(What you should do): Rewrite the lines from the one containing "in pinstripe uniform" through the one containing "(1086, 485)", swapping "keypoint" for "marker" and leaving everything else unchanged.
┏━━
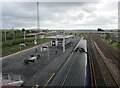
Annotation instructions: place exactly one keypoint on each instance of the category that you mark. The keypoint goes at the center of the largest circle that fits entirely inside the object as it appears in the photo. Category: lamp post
(48, 52)
(63, 41)
(22, 44)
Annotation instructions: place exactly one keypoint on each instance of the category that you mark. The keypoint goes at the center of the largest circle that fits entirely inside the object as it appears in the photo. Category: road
(41, 69)
(74, 70)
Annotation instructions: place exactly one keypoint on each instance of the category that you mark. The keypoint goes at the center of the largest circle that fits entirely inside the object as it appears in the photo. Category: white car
(32, 59)
(12, 80)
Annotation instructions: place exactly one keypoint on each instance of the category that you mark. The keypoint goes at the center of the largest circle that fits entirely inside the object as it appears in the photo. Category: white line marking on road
(49, 80)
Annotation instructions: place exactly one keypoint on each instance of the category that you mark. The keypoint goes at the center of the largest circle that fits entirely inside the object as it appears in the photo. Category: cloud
(59, 14)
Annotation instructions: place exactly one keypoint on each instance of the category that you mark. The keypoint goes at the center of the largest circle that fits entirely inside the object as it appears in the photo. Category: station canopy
(60, 36)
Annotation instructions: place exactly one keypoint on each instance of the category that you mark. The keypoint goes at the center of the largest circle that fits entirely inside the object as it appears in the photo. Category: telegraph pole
(38, 16)
(5, 35)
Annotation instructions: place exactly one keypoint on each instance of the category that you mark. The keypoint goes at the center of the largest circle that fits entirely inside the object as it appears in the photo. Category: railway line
(106, 77)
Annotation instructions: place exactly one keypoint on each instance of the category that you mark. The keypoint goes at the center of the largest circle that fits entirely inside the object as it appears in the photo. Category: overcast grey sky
(69, 15)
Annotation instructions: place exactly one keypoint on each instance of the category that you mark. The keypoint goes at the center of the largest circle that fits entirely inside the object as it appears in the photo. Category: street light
(63, 41)
(21, 44)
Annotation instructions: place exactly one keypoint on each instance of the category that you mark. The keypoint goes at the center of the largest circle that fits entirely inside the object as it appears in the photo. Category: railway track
(96, 75)
(97, 55)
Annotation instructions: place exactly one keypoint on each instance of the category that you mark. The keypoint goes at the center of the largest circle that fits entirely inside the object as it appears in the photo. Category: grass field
(12, 46)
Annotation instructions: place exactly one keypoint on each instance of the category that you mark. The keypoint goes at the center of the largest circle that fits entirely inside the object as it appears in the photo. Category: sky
(58, 15)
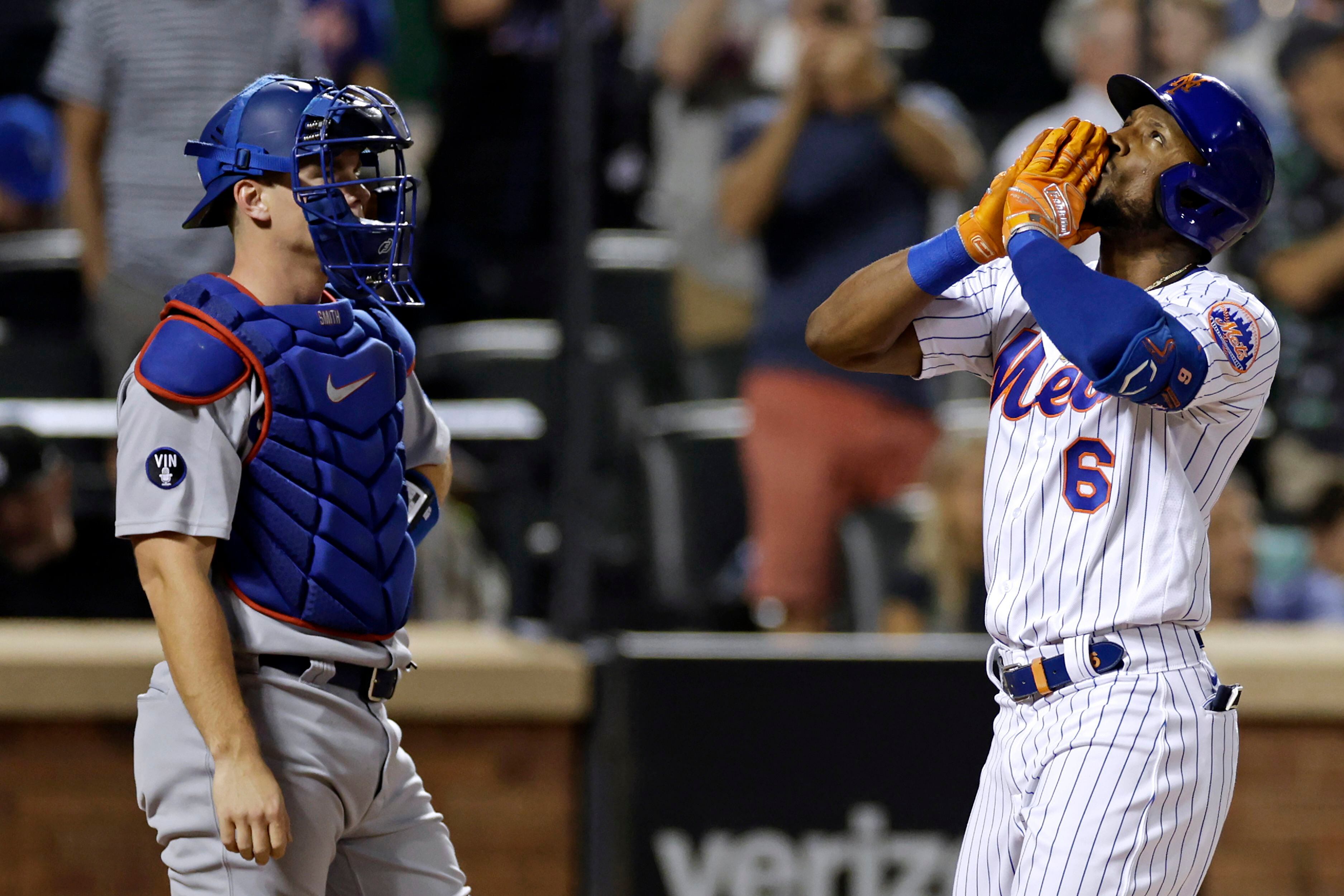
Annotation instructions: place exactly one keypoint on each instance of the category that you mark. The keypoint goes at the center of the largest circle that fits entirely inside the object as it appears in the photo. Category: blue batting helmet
(1215, 203)
(276, 125)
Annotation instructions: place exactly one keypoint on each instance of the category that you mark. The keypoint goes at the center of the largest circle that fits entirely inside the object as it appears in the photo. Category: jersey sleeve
(956, 331)
(178, 465)
(425, 434)
(80, 66)
(1240, 339)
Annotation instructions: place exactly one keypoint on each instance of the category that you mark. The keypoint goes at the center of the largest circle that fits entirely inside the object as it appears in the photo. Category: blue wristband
(940, 262)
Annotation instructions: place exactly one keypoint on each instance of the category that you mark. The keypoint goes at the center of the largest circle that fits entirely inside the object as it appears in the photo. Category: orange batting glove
(982, 229)
(1052, 191)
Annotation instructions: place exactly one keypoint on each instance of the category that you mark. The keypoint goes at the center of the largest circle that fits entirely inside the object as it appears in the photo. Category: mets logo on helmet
(1237, 334)
(1185, 84)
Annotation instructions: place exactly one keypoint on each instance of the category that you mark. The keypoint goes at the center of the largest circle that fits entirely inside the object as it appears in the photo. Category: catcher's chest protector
(319, 534)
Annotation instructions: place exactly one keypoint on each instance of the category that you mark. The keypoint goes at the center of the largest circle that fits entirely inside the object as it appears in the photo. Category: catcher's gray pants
(362, 821)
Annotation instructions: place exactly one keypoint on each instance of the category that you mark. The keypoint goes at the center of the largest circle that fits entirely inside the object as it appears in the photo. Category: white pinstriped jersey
(1097, 508)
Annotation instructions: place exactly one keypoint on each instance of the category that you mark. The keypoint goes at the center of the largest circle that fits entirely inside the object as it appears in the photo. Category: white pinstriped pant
(1117, 785)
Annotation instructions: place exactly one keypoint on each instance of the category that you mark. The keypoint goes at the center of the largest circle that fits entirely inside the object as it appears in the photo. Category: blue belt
(371, 686)
(1041, 677)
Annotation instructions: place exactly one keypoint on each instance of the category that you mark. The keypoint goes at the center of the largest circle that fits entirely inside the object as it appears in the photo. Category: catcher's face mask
(370, 256)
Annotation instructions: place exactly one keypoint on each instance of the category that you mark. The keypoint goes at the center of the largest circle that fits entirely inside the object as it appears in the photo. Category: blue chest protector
(319, 535)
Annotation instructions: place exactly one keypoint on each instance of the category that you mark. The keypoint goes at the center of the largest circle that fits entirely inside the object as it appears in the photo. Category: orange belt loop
(1038, 672)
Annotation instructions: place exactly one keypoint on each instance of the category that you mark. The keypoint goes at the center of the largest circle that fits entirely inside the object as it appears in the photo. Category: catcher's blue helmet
(1215, 203)
(276, 125)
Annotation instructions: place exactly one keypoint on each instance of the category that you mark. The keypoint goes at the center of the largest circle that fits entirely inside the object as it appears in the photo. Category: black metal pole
(572, 598)
(1147, 61)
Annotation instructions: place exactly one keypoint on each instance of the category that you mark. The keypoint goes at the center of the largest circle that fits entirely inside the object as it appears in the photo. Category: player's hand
(1052, 191)
(251, 809)
(982, 229)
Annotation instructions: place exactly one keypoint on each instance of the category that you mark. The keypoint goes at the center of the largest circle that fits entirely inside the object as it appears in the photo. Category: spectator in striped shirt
(135, 81)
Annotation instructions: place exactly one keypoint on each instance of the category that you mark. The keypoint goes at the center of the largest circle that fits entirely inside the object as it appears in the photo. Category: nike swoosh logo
(340, 394)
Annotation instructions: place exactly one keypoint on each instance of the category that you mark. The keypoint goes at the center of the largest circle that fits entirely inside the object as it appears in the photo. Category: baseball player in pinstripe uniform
(277, 465)
(1121, 400)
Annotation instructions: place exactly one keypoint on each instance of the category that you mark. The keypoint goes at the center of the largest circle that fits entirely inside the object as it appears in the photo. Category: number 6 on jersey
(1086, 485)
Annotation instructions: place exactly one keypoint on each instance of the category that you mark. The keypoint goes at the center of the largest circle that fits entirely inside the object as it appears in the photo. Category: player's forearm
(175, 573)
(752, 183)
(1304, 276)
(865, 325)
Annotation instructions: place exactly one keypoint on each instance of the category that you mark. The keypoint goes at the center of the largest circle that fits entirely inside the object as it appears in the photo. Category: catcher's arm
(866, 323)
(251, 809)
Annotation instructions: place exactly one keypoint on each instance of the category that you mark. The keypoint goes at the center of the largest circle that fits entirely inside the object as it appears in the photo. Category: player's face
(288, 225)
(344, 168)
(1127, 195)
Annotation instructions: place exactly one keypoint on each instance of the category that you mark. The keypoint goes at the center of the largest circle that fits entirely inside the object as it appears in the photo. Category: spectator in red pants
(833, 176)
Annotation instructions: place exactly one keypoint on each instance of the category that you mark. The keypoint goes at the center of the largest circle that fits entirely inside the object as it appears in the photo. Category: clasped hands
(1045, 190)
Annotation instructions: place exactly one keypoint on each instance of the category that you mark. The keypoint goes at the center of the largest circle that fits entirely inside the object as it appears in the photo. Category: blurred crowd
(777, 147)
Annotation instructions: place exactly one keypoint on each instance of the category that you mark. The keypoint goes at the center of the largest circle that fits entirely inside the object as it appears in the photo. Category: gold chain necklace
(1172, 277)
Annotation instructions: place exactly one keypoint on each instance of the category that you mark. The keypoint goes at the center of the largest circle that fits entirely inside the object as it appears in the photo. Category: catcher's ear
(251, 201)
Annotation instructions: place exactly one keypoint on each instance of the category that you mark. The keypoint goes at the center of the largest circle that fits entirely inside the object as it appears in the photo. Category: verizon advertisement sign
(737, 768)
(866, 860)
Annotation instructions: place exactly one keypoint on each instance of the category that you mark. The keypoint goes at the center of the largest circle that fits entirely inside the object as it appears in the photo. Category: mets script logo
(1015, 371)
(1059, 205)
(1237, 334)
(1186, 82)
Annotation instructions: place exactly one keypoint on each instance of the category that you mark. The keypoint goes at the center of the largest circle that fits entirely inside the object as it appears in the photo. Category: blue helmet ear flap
(1195, 206)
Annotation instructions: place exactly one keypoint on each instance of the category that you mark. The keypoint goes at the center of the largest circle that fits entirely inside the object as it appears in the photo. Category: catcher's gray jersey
(179, 468)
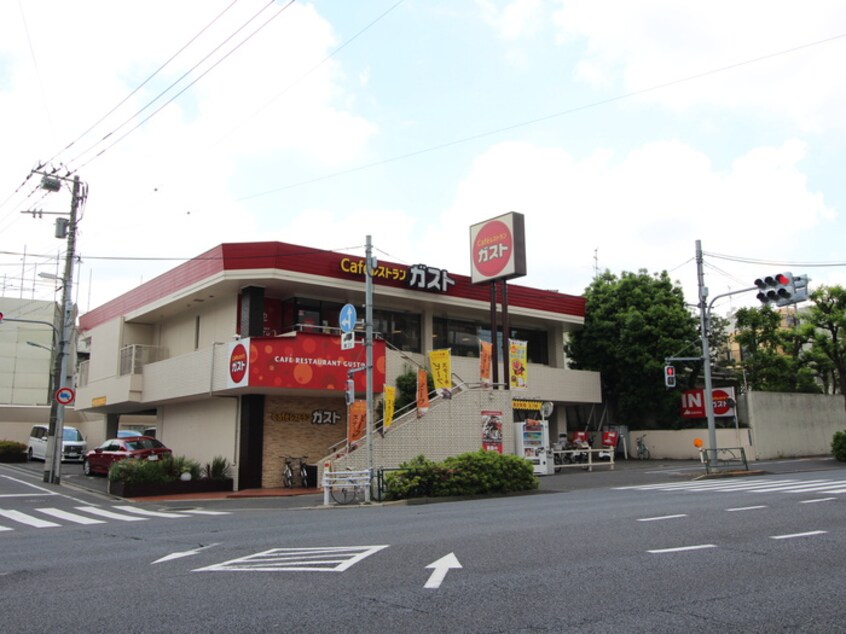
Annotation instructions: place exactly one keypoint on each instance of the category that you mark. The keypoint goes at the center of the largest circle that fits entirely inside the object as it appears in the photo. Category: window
(462, 337)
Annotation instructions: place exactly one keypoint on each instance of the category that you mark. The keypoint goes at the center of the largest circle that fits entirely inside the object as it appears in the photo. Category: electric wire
(144, 83)
(183, 90)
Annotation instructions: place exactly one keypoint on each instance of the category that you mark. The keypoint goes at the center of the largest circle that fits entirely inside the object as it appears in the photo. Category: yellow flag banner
(358, 420)
(422, 392)
(441, 364)
(389, 399)
(517, 364)
(485, 355)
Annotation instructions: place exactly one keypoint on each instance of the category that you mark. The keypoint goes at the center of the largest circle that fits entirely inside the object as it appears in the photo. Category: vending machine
(532, 443)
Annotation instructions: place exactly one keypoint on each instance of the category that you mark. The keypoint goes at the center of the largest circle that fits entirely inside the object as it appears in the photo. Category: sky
(624, 132)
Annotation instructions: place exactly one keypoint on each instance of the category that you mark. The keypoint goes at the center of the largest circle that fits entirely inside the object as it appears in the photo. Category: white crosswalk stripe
(83, 515)
(747, 485)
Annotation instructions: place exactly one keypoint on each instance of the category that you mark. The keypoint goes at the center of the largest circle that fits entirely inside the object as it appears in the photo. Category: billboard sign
(498, 248)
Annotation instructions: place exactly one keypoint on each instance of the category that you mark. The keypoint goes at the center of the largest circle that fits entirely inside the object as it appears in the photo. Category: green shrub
(475, 473)
(838, 446)
(177, 465)
(11, 448)
(134, 471)
(218, 469)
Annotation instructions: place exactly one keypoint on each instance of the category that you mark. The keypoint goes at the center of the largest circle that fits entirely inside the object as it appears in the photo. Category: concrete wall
(791, 425)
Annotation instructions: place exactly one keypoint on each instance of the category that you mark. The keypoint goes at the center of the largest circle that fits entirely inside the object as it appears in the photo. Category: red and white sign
(65, 396)
(239, 364)
(693, 402)
(498, 248)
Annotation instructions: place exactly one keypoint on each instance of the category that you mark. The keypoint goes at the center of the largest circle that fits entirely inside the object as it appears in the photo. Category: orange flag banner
(485, 364)
(422, 392)
(358, 420)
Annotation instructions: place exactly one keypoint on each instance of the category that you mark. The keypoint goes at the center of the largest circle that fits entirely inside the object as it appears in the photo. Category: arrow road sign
(441, 567)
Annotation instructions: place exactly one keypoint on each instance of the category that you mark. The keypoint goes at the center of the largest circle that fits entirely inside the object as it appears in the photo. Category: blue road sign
(348, 318)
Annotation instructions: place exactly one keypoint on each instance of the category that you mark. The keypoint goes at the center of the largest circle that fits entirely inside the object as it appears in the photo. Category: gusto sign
(498, 248)
(239, 363)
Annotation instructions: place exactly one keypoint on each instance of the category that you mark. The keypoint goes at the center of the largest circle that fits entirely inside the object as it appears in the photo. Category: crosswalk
(748, 485)
(52, 517)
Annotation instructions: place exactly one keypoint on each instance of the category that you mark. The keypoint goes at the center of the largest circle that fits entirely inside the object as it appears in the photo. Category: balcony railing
┗━━
(Answer below):
Annotation instructions: place exactly one marker on each instance of the category that you mark. The marker goes at the center of the largest circle that fits entirely inside the object as it appears in the photo. Category: baseball player in pinstripe uniform
(277, 465)
(1121, 400)
Annotation instructions: place exactly one marker on each instance of the category that you mark. The marker goes at the center of the largest circle that fits entirely inside the object as it appears in the photo. Category: number 6 on jersey
(1086, 485)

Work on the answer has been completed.